* **STATED EXERCISE**: What follows is a block of records; restate each one word for word.

* **STORED RECORDS**:
-.-.-

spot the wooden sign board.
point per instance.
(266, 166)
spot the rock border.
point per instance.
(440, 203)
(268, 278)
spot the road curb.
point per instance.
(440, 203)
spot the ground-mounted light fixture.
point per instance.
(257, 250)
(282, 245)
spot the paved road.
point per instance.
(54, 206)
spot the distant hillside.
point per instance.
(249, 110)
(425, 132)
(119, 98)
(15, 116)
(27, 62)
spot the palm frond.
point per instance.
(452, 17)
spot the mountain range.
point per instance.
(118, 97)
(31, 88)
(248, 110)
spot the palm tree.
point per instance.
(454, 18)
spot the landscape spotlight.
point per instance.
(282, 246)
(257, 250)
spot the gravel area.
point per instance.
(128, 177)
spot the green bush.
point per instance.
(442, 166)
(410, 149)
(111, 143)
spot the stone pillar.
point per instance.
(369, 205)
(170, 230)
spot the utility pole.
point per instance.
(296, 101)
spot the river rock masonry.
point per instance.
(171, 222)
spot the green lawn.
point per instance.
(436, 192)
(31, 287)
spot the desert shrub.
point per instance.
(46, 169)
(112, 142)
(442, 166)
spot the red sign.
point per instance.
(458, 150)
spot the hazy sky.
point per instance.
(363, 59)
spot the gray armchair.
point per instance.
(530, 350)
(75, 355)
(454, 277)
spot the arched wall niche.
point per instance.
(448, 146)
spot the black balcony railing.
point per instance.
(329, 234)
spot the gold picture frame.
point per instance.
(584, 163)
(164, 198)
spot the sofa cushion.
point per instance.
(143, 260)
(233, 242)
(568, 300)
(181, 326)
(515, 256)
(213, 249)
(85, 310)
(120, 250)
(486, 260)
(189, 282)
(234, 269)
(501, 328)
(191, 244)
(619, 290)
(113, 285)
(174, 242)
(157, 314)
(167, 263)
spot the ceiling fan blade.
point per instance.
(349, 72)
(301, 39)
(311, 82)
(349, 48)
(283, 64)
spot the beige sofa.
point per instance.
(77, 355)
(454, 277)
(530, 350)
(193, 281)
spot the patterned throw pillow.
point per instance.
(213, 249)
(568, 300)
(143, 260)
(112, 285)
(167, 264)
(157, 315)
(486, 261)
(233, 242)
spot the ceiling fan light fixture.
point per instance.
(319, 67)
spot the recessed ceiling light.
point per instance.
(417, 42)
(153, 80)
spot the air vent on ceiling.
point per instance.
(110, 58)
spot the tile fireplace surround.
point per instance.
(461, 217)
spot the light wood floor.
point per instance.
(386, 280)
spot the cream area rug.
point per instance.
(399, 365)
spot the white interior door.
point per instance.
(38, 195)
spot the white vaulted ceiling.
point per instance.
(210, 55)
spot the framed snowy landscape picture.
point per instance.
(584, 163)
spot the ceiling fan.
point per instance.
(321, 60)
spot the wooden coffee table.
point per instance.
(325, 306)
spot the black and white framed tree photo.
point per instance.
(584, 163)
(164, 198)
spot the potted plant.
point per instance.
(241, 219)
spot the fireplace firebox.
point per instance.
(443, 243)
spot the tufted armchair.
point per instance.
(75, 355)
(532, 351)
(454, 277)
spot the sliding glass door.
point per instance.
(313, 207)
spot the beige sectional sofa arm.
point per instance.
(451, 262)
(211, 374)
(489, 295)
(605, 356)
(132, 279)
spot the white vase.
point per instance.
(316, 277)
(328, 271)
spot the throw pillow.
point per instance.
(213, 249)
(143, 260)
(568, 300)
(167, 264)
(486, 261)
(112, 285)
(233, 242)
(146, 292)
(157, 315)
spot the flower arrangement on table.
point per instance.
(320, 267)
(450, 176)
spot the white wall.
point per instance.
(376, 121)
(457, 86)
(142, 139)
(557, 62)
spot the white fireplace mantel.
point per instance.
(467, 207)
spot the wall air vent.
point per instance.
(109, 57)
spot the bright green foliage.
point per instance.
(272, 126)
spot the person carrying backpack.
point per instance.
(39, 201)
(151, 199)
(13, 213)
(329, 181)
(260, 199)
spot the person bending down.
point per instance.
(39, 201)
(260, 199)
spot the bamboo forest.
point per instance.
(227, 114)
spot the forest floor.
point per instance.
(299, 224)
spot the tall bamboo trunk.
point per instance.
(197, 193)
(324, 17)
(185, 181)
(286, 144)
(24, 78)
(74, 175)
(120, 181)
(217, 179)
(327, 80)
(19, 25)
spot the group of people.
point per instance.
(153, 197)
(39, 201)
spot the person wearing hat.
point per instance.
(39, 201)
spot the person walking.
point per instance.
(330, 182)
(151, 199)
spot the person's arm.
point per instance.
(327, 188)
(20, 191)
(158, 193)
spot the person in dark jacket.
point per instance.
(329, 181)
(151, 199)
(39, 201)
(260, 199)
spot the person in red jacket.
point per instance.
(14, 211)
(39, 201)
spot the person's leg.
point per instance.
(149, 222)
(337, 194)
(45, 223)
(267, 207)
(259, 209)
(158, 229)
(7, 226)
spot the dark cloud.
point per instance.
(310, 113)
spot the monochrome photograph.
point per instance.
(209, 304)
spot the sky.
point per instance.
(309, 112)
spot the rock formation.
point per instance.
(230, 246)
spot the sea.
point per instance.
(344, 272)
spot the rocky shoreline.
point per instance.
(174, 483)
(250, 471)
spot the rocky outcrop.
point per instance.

-.-.-

* **PROBLEM SOLUTION**:
spot the wooden sign board.
point per instance.
(266, 166)
spot the rock border.
point per instance.
(440, 203)
(268, 278)
spot the road curb.
point per instance.
(440, 203)
spot the ground-mounted light fixture.
point per instance.
(257, 250)
(282, 245)
spot the paved road.
point per instance.
(54, 206)
spot the distant hillside.
point per instance.
(249, 110)
(425, 132)
(119, 98)
(15, 116)
(27, 62)
spot the palm frond.
point per instance.
(452, 17)
spot the mountain range.
point per instance.
(118, 97)
(31, 88)
(248, 110)
spot the palm tree.
point per instance.
(454, 18)
spot the landscape spotlight.
point per instance.
(282, 246)
(257, 250)
spot the gravel area.
point per instance.
(128, 177)
spot the green bush.
point per instance.
(442, 166)
(410, 149)
(111, 143)
spot the stone pillar.
point per instance.
(369, 205)
(170, 230)
spot the utility pole.
point per instance.
(296, 101)
spot the river rock masonry.
point per instance.
(171, 222)
spot the green lawn.
point per instance.
(436, 192)
(31, 287)
spot the desert shrub.
point per instance.
(46, 169)
(112, 142)
(442, 166)
spot the red sign.
point per instance.
(458, 150)
spot the hazy sky.
point per instance.
(363, 59)
spot the gray armchair.
point per instance.
(530, 350)
(75, 355)
(454, 277)
spot the arched wall niche.
point per instance.
(448, 146)
spot the black balcony railing.
point per instance.
(329, 234)
spot the gold picture frame.
point per instance.
(584, 163)
(164, 198)
spot the sofa cushion.
point per instance.
(143, 260)
(233, 242)
(568, 300)
(181, 326)
(515, 256)
(213, 249)
(85, 310)
(120, 250)
(486, 260)
(189, 282)
(234, 269)
(501, 328)
(191, 244)
(619, 290)
(113, 285)
(174, 242)
(157, 314)
(167, 263)
spot the ceiling fan blade.
point per instance.
(349, 72)
(301, 39)
(311, 82)
(349, 48)
(283, 64)
spot the beige sofa.
point per instance.
(77, 355)
(454, 277)
(530, 350)
(193, 281)
spot the patterned throw pillow.
point per instance.
(213, 249)
(568, 300)
(143, 260)
(112, 285)
(167, 264)
(157, 315)
(486, 261)
(233, 242)
spot the ceiling fan light fixture.
point per instance.
(319, 67)
spot the recessed ceiling light.
point per instance.
(417, 42)
(153, 80)
spot the air vent on ceiling.
point per instance.
(110, 58)
spot the tile fireplace surround.
point per instance.
(461, 217)
spot the light wood floor.
point per instance.
(386, 280)
spot the cream area rug.
point per instance.
(399, 365)
spot the white interior door.
point per instance.
(38, 195)
spot the white vaulted ceiling.
point per instance.
(210, 55)
spot the framed snowy landscape picture.
point per instance.
(584, 163)
spot the ceiling fan.
point per instance.
(321, 60)
spot the wooden coffee table.
point per instance.
(325, 306)
spot the black and white framed tree photo.
point per instance.
(584, 163)
(164, 198)
spot the potted plant.
point per instance.
(241, 219)
spot the fireplace firebox.
point per instance.
(443, 243)
spot the tufted armchair.
point per instance.
(75, 355)
(532, 351)
(454, 277)
spot the sliding glass door.
point per instance.
(313, 207)
spot the beige sectional sofa arm.
point per instance.
(451, 262)
(211, 374)
(489, 295)
(605, 356)
(132, 279)
spot the white vase.
point per instance.
(316, 277)
(328, 271)
spot the throw pillow.
point per instance.
(213, 249)
(143, 260)
(568, 300)
(167, 264)
(486, 261)
(112, 285)
(233, 242)
(146, 292)
(157, 315)
spot the flower arrangement on table.
point per instance.
(320, 267)
(450, 176)
spot the white wall.
point per instance.
(376, 121)
(457, 86)
(142, 139)
(557, 62)
spot the white fireplace mantel.
point per instance.
(467, 207)
spot the wall air vent.
point per instance.
(109, 57)
spot the bright green foliage.
point per instance.
(272, 126)
spot the person carrying backpack.
point per instance.
(39, 201)
(151, 199)
(13, 213)
(329, 181)
(260, 199)
spot the person bending down.
point per instance.
(39, 201)
(260, 199)
spot the bamboo forest.
point per instance.
(227, 114)
spot the forest floor.
point per instance.
(299, 224)
spot the tall bamboo trunk.
point per instance.
(197, 193)
(324, 17)
(185, 181)
(286, 144)
(24, 78)
(74, 175)
(120, 181)
(217, 179)
(327, 80)
(19, 25)
spot the group of people.
point per instance.
(153, 197)
(39, 201)
spot the person wearing hat.
point per instance.
(39, 201)
spot the person walking.
point per instance.
(330, 182)
(151, 199)
spot the person's arm.
point per instance.
(327, 188)
(20, 191)
(158, 193)
spot the person in dark jacket.
point per instance.
(329, 181)
(151, 199)
(39, 201)
(260, 199)
spot the person in red jacket.
point per instance.
(14, 211)
(39, 201)
spot the person's leg.
point per instance.
(149, 222)
(337, 194)
(45, 223)
(267, 207)
(259, 209)
(158, 229)
(7, 226)
spot the dark cloud.
point per instance.
(310, 113)
spot the monochrome photograph.
point per instance.
(209, 304)
spot the sky.
point per instance.
(309, 112)
spot the rock formation.
point per instance.
(230, 246)
spot the sea.
point per instance.
(344, 272)
spot the rocky shoreline.
point per instance.
(174, 483)
(250, 471)
spot the rocky outcrop.
point per instance.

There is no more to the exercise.